Emma Allen from “Bride Wars” (2009)

Sharmatha Shankar
2 min readNov 28, 2020

Emma, played by the beayooootiful Anne Hathaway, is your garden variety ‘nice’ girl. She’s polite, sweet, modest, teaches at a middle school and is a submissive, shell of a person who caves so easily and simply doesn’t know how to say “no”. She’s extremely likable, though.

She’s so used to being the “nice” girl that pleases people, that she never learns how to assert herself. She’s always been the submissive one in her friendship with Liv, her best friend, and that is the case with all the other relationships in her life, be it her colleagues or her fiance. It’s always about the other person. It’s never about Emma.

But there’s so much more to Emma than just the niceness. I suppose some children grow up repeatedly being told that they need to be “good” and “put other people before themselves”, that they end up never being who they truly are. In a way, their self worth comes from thinking that they’re a nice person. They think that’s the only way people will like them. But that isn’t who they really are.

Emma knows it. She knows deep down that that she’s really a different person, but it takes her feud with Liv to admit that to herself and to fully realize it. It took the idea of something really, really important and special to her being taken away, like her wedding not happening the way she always dreamed of it happening, for her to stand up for herself.

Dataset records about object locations
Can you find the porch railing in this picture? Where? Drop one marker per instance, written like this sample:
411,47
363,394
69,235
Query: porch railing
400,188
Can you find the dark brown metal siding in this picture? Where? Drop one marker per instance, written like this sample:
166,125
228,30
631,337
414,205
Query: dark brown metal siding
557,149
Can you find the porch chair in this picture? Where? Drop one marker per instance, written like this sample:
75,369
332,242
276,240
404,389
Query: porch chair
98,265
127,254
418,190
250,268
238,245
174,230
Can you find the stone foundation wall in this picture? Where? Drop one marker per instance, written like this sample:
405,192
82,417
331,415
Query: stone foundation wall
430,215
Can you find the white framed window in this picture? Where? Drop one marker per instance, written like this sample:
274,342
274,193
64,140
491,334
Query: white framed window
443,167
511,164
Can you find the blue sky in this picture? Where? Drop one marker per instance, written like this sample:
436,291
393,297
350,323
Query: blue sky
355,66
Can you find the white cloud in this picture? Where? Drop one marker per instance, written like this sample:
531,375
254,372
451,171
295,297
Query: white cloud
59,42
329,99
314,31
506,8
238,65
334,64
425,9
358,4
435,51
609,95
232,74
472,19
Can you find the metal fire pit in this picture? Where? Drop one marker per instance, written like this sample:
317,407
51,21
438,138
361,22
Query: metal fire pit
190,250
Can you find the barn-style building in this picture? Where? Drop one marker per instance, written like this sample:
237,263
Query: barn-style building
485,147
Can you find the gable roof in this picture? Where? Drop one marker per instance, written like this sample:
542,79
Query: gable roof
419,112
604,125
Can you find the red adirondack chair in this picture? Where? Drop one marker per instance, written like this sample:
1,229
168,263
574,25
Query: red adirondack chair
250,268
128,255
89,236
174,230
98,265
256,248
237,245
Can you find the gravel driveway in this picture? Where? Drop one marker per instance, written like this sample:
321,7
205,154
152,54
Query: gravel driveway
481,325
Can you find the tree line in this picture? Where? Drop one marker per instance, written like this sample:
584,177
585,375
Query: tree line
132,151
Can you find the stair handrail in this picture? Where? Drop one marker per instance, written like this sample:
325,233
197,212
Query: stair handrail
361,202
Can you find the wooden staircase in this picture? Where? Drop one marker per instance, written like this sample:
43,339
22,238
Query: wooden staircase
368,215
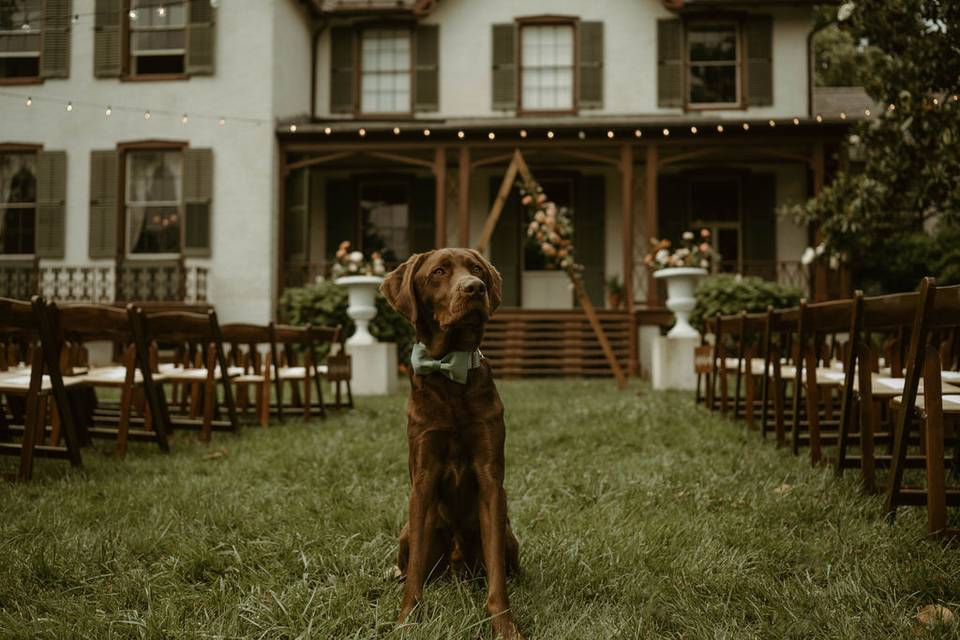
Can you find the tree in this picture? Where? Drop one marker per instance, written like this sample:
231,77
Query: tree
895,213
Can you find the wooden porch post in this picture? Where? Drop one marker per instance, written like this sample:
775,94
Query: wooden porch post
650,212
818,166
440,178
626,203
463,198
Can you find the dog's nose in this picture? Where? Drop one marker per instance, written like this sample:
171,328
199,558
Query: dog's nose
474,287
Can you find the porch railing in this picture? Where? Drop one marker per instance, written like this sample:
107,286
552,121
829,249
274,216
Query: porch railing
133,282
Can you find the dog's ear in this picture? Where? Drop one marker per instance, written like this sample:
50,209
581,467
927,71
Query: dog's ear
398,288
493,277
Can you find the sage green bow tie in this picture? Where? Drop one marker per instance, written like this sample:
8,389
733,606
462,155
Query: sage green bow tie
455,365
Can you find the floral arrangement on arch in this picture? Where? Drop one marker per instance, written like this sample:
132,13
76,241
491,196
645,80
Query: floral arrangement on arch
692,252
550,228
353,263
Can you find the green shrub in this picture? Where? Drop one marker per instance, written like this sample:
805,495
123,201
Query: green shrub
325,303
729,294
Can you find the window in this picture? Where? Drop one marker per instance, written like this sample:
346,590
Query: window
157,37
713,66
386,70
20,35
154,201
18,202
385,219
547,67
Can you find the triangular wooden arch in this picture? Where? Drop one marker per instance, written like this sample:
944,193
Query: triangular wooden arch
519,165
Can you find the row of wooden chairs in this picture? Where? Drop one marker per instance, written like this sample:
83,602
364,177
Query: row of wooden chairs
50,381
866,383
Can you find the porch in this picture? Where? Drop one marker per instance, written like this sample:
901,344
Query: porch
400,189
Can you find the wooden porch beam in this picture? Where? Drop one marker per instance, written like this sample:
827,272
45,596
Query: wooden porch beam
650,211
463,198
440,179
626,203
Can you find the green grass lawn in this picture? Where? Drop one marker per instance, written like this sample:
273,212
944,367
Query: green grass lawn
638,517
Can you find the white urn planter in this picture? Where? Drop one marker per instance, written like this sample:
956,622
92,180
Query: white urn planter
681,281
362,308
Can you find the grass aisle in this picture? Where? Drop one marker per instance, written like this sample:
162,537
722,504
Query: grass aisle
638,517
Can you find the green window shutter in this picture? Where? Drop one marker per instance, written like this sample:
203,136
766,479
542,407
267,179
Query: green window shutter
197,197
104,209
504,66
422,219
591,65
760,225
343,71
108,39
200,38
341,212
296,219
758,45
670,62
427,67
51,203
55,53
506,244
589,219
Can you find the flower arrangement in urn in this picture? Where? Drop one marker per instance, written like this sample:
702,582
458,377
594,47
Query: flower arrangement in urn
354,263
693,252
550,228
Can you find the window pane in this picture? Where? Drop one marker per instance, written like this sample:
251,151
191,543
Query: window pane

WHAT YOU WILL DO:
**a.** In the piece on Emma Allen, where does Emma work as a teacher?
**b.** Carry on the piece on Emma Allen from "Bride Wars," starting after its final sentence.

ANSWER LIST:
**a.** At a middle school.

**b.**
The threat comes in the form of her best friend, and that is what makes Emma realize that she needs to start living her life for herself; that saying “no”, and putting yourself first sometimes is so important. She loses a few people in that process, but luckily not Liv herself.

Usually when the less dominant person in any relationship starts asserting themselves, the relationship breaks beyond repair. It’s the ones that truly love and care for you that stay despite the changes. They just get you and are genuinely concerned about your well being even if you’ve had a nasty fight.

I think we’ve all known an Emma, or were Emmas at some point in our lives. Emma’s a great girl in the beginning of ‘Bride Wars’, but do you have the courage to break free of your own shackles and become the brilliant woman she becomes at the end?

(Images from various sources on Google.)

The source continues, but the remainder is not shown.